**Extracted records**
## BEGIN

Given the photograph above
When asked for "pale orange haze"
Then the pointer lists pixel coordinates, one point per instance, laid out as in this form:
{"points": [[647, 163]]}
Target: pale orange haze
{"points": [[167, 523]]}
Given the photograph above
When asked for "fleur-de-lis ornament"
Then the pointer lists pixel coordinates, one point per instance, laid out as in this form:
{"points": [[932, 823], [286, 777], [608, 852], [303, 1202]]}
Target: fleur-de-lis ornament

## END

**Directions for this task**
Rewrite all of the data above, changing every occurrence of "pointer" to "marker" and leaving everything else as it is.

**Right answer**
Given the photograph above
When asked for "pale orange haze"
Then the marker lists pixel coordinates, one point per instance, laid out as in this form:
{"points": [[647, 163]]}
Target: pale orange haze
{"points": [[167, 523]]}
Given the photograph above
When asked for "fleur-de-lis ornament"
Then the marker lists pixel coordinates, one point per instance, laid out as in this form:
{"points": [[932, 823], [286, 777], [608, 852], [303, 1202]]}
Target: fleur-de-lis ornament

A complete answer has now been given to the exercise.